▸ **Aim of the task**
Copy out each line in the records below that includes the word "white". Case counts.

-- begin Material --

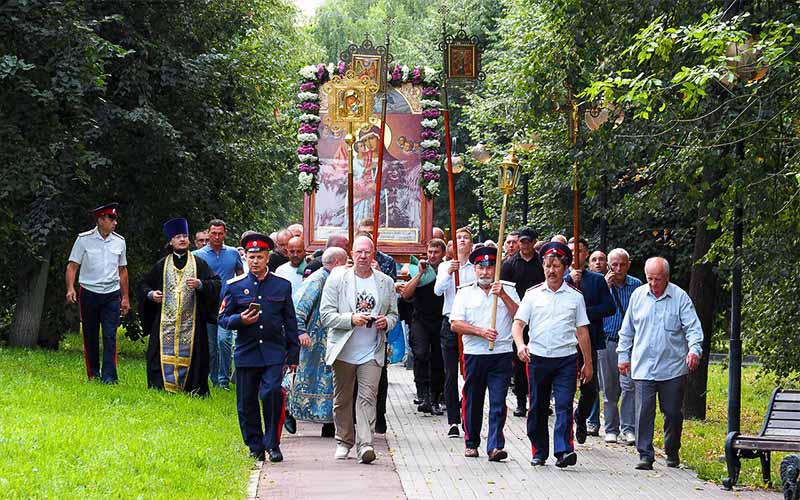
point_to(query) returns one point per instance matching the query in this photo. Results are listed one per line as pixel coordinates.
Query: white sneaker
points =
(629, 438)
(342, 452)
(366, 455)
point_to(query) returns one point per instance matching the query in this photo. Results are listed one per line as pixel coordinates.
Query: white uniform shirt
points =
(474, 306)
(553, 319)
(289, 272)
(446, 285)
(100, 260)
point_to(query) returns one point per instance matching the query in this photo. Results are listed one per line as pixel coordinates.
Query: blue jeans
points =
(220, 354)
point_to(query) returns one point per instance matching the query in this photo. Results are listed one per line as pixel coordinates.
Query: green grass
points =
(62, 436)
(703, 442)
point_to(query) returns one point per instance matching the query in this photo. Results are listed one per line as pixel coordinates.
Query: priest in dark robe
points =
(176, 299)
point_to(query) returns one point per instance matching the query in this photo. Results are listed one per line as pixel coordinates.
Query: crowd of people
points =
(304, 336)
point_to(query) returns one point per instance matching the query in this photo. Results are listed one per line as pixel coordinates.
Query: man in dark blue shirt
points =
(259, 305)
(599, 304)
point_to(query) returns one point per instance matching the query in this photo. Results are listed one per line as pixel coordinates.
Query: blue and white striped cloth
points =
(612, 324)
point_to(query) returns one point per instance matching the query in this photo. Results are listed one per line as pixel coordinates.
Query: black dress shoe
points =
(328, 430)
(290, 424)
(380, 425)
(567, 459)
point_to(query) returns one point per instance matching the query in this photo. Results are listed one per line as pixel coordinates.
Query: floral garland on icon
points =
(313, 77)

-- end Material --

▸ **Complete output**
Query: white sneaker
Query: white uniform shirt
Query: blue and white striped cloth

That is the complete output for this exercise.